§ EXERCISE INPUTS:
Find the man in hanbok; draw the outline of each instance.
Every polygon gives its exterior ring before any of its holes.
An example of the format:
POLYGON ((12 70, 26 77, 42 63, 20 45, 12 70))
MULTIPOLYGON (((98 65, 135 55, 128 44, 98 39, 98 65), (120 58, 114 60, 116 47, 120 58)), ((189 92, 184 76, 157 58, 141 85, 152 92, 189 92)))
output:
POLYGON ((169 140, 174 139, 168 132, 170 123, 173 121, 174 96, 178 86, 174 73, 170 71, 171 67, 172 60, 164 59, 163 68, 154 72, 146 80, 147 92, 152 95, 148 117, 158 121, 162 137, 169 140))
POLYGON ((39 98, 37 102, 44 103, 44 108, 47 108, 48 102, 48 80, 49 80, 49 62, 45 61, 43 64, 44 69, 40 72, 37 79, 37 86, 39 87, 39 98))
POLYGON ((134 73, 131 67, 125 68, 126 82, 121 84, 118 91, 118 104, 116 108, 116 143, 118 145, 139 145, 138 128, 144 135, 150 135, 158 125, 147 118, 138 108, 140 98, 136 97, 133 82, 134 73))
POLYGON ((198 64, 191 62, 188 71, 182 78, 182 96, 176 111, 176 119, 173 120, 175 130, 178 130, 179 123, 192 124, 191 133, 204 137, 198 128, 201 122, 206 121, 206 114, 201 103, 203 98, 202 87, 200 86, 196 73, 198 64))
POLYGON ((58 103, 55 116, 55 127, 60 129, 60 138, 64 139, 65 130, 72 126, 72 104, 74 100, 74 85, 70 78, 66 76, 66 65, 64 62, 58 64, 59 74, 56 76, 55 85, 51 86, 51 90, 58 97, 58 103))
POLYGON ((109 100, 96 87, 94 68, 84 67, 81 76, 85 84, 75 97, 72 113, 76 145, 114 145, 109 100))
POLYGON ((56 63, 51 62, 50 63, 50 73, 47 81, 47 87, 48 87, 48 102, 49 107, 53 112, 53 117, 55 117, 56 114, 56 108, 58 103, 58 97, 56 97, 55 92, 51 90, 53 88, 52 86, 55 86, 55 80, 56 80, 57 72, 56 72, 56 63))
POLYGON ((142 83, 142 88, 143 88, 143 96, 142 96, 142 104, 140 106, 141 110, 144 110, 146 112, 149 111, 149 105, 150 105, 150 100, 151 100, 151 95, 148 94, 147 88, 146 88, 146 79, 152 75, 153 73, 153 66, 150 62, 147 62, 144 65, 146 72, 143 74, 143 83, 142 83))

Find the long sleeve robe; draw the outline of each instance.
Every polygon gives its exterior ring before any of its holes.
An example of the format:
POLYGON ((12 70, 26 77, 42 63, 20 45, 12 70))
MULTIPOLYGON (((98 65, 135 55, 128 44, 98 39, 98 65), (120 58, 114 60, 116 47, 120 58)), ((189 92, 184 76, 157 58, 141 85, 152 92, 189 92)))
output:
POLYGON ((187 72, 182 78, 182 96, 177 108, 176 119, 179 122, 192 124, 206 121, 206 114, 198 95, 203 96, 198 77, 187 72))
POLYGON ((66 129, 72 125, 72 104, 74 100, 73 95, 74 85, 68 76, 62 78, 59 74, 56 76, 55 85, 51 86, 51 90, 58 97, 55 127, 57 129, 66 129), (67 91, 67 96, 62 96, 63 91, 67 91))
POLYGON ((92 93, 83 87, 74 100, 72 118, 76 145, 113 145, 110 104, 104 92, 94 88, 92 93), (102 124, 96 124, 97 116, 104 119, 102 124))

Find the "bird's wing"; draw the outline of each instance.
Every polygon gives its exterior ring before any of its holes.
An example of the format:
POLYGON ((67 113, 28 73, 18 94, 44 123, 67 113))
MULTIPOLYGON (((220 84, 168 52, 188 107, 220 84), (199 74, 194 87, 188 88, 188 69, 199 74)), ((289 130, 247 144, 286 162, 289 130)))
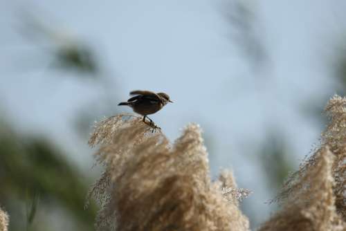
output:
POLYGON ((127 100, 127 102, 132 102, 132 101, 135 101, 135 100, 137 100, 138 99, 139 99, 141 97, 141 95, 136 95, 136 96, 134 96, 134 97, 131 97, 130 98, 129 100, 127 100))
MULTIPOLYGON (((160 100, 160 97, 156 93, 155 93, 154 92, 152 92, 152 91, 140 91, 140 90, 133 91, 130 92, 130 95, 143 95, 144 97, 145 97, 147 98, 149 98, 149 99, 152 99, 154 100, 158 100, 158 101, 160 100)), ((131 98, 131 99, 132 99, 132 98, 131 98)))

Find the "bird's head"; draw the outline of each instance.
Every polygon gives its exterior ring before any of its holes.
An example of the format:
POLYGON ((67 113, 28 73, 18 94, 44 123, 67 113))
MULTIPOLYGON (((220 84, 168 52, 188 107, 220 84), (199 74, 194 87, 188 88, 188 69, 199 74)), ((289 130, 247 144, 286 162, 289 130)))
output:
POLYGON ((160 96, 161 98, 163 98, 166 102, 173 102, 173 101, 170 100, 170 95, 168 95, 166 93, 164 93, 163 92, 160 92, 160 93, 157 93, 157 95, 158 96, 160 96))

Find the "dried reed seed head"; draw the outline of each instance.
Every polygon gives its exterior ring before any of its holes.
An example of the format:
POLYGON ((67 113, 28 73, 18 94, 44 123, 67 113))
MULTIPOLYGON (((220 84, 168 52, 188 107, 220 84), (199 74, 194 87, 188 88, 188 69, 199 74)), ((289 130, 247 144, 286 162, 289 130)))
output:
POLYGON ((0 207, 0 231, 7 231, 8 227, 8 215, 0 207))
POLYGON ((336 210, 346 222, 346 98, 334 95, 325 111, 330 118, 322 133, 322 145, 328 145, 336 156, 333 165, 336 210))
POLYGON ((313 162, 304 165, 298 177, 284 187, 283 209, 260 230, 345 230, 345 223, 334 205, 334 158, 327 147, 318 150, 313 162))
POLYGON ((251 194, 250 190, 237 187, 233 174, 229 170, 222 171, 215 184, 218 185, 217 187, 220 189, 224 196, 235 205, 238 205, 239 201, 242 201, 251 194))
POLYGON ((100 230, 248 230, 237 203, 210 183, 199 126, 188 126, 173 147, 136 118, 99 126, 90 143, 102 144, 95 156, 105 167, 91 190, 101 205, 100 230))

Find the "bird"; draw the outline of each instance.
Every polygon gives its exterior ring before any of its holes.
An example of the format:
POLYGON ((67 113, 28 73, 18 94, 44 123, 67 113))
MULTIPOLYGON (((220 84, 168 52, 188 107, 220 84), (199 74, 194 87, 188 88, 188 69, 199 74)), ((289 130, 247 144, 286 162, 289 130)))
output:
POLYGON ((160 111, 168 102, 173 102, 170 99, 170 96, 163 93, 154 93, 150 91, 133 91, 129 93, 130 95, 134 95, 130 98, 127 102, 122 102, 118 106, 129 106, 134 112, 143 115, 143 121, 145 122, 145 118, 153 121, 147 117, 147 115, 154 114, 160 111))

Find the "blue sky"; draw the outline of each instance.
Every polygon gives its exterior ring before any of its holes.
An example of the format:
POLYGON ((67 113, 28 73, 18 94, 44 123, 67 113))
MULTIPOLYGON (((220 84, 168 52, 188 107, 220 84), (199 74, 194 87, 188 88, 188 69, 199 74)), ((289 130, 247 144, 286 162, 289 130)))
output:
POLYGON ((167 92, 175 102, 151 118, 172 140, 188 122, 201 124, 212 144, 213 175, 230 167, 240 186, 254 192, 248 200, 264 211, 257 224, 268 216, 264 202, 272 195, 248 156, 271 127, 287 138, 295 161, 317 142, 320 127, 302 109, 335 93, 330 57, 345 32, 346 3, 243 1, 266 51, 262 68, 253 68, 234 39, 226 0, 0 1, 1 108, 17 129, 57 140, 89 169, 90 150, 73 124, 79 110, 101 100, 102 89, 49 68, 35 41, 18 33, 18 12, 26 9, 91 44, 119 99, 134 89, 167 92))

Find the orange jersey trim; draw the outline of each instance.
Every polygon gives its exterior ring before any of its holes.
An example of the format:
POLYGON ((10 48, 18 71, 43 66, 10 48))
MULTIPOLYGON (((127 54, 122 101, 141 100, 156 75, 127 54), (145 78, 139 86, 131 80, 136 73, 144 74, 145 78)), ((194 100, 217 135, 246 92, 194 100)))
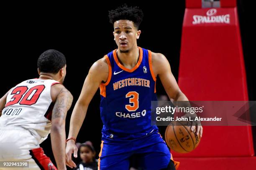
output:
POLYGON ((105 86, 109 83, 109 82, 110 82, 110 80, 111 79, 111 76, 112 75, 112 68, 111 68, 111 64, 110 63, 110 60, 109 60, 109 58, 108 58, 108 55, 105 55, 104 56, 104 58, 107 60, 108 65, 108 80, 107 80, 107 81, 104 83, 101 83, 101 84, 105 86))
POLYGON ((104 142, 104 141, 101 141, 101 144, 100 144, 100 153, 99 154, 99 159, 98 160, 98 168, 99 168, 99 170, 100 170, 100 157, 102 154, 102 148, 103 148, 103 142, 104 142))
POLYGON ((107 60, 108 65, 108 80, 107 81, 104 83, 101 83, 100 85, 100 95, 102 95, 104 97, 106 97, 106 86, 110 82, 111 80, 111 76, 112 75, 112 68, 111 68, 111 64, 110 62, 110 60, 108 55, 104 56, 104 58, 107 60))
POLYGON ((123 65, 120 62, 119 62, 119 61, 118 61, 118 59, 117 57, 117 55, 116 55, 116 50, 117 49, 116 49, 113 51, 113 55, 114 56, 114 59, 115 59, 115 61, 118 65, 122 70, 123 70, 125 71, 126 71, 129 72, 132 72, 136 69, 137 69, 140 65, 141 65, 141 61, 142 61, 142 58, 143 57, 143 51, 141 48, 139 47, 138 47, 139 48, 139 50, 140 51, 140 55, 139 56, 139 59, 138 62, 135 65, 135 66, 131 69, 129 69, 128 68, 125 68, 123 65))

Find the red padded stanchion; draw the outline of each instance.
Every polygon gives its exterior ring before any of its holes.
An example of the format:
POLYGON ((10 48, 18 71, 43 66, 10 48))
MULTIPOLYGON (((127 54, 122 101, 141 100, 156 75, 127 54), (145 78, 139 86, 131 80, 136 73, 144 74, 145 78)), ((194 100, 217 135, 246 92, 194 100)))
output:
MULTIPOLYGON (((186 2, 179 87, 191 101, 248 100, 236 1, 220 2, 221 7, 233 8, 204 9, 192 6, 192 2, 195 1, 186 2)), ((252 157, 254 153, 250 126, 205 126, 200 143, 195 150, 187 154, 172 152, 174 159, 181 161, 179 169, 182 170, 189 168, 204 170, 206 167, 200 168, 199 162, 213 165, 218 162, 218 159, 228 159, 228 162, 233 165, 236 165, 236 161, 244 164, 247 162, 246 158, 248 159, 250 163, 245 165, 249 166, 248 168, 238 169, 253 169, 250 166, 256 166, 255 158, 252 157), (240 159, 241 157, 243 159, 240 159), (231 157, 233 158, 228 159, 231 157), (186 162, 192 158, 193 159, 189 161, 195 161, 197 165, 194 168, 186 162), (182 165, 183 160, 185 163, 182 165)), ((228 169, 227 166, 216 167, 218 170, 236 169, 228 169)))

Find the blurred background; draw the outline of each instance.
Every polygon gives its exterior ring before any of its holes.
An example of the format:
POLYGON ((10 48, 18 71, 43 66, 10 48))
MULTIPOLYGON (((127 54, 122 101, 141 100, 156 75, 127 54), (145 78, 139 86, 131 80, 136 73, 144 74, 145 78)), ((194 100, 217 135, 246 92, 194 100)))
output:
MULTIPOLYGON (((60 51, 65 55, 67 60, 67 74, 64 85, 74 96, 72 106, 67 117, 67 136, 72 111, 90 66, 117 48, 108 12, 108 10, 123 4, 113 1, 80 3, 41 1, 25 4, 23 2, 20 5, 10 4, 1 7, 3 10, 0 17, 0 95, 3 96, 24 80, 37 78, 37 60, 44 51, 49 49, 60 51)), ((254 24, 252 22, 255 20, 248 12, 251 5, 250 1, 238 0, 237 3, 249 99, 256 100, 256 70, 253 47, 255 45, 253 37, 255 30, 252 26, 254 24)), ((138 45, 164 55, 178 80, 184 0, 126 3, 140 7, 144 14, 138 45)), ((156 91, 161 100, 166 99, 160 81, 157 82, 156 91)), ((92 142, 97 152, 97 158, 100 150, 102 126, 100 117, 100 99, 99 90, 90 104, 77 138, 77 141, 81 143, 87 140, 92 142)), ((164 137, 166 127, 159 128, 164 137)), ((254 143, 255 128, 253 127, 254 143)), ((41 145, 54 162, 50 138, 41 145)), ((78 162, 79 160, 75 161, 78 162)))

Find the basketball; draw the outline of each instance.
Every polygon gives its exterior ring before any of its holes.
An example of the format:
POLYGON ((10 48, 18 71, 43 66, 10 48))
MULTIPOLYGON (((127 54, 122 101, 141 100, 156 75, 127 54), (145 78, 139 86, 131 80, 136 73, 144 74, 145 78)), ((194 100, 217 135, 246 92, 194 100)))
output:
POLYGON ((191 130, 189 122, 171 122, 165 130, 165 141, 172 150, 178 153, 188 153, 196 148, 200 142, 200 135, 191 130))

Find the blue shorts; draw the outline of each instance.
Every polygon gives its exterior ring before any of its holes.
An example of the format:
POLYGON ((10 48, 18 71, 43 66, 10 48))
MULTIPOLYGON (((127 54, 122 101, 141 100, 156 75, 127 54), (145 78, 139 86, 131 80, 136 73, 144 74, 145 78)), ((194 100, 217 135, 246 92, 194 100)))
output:
POLYGON ((143 170, 166 168, 171 154, 160 134, 156 131, 132 140, 117 140, 102 138, 99 159, 99 170, 129 169, 129 158, 137 156, 143 170))

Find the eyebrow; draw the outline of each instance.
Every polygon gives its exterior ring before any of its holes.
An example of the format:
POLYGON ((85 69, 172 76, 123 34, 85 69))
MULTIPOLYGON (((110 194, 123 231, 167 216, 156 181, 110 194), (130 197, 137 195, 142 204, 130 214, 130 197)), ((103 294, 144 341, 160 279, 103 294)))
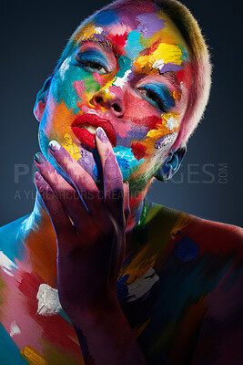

§ OBJECTIVE:
Reproduce word for word the rows above, from the line with "Find the orange" up to and including the line with "POLYGON ((104 142, 104". Leave the picture out of your copy.

§ RESULT OF THE TASK:
Find the orange jersey trim; draw the outline of each instance.
Every polygon gives its exterior ring before any of its holes.
An example of the format:
POLYGON ((10 48, 18 71, 43 66, 10 48))
MULTIPOLYGON (((127 54, 122 101, 141 100, 156 75, 127 54), (145 78, 139 86, 131 80, 136 73, 144 74, 145 78)), ((194 100, 217 135, 246 92, 194 100)))
output:
POLYGON ((105 86, 109 83, 109 82, 110 82, 110 80, 111 79, 111 76, 112 75, 112 68, 111 68, 111 64, 110 63, 110 60, 109 60, 109 58, 108 58, 108 55, 105 55, 104 56, 104 58, 107 60, 108 65, 108 80, 107 80, 107 81, 104 83, 101 83, 101 84, 105 86))
POLYGON ((104 142, 104 141, 101 141, 101 144, 100 144, 100 153, 99 154, 99 159, 98 160, 98 168, 99 168, 99 170, 100 170, 100 157, 102 154, 102 148, 103 148, 103 142, 104 142))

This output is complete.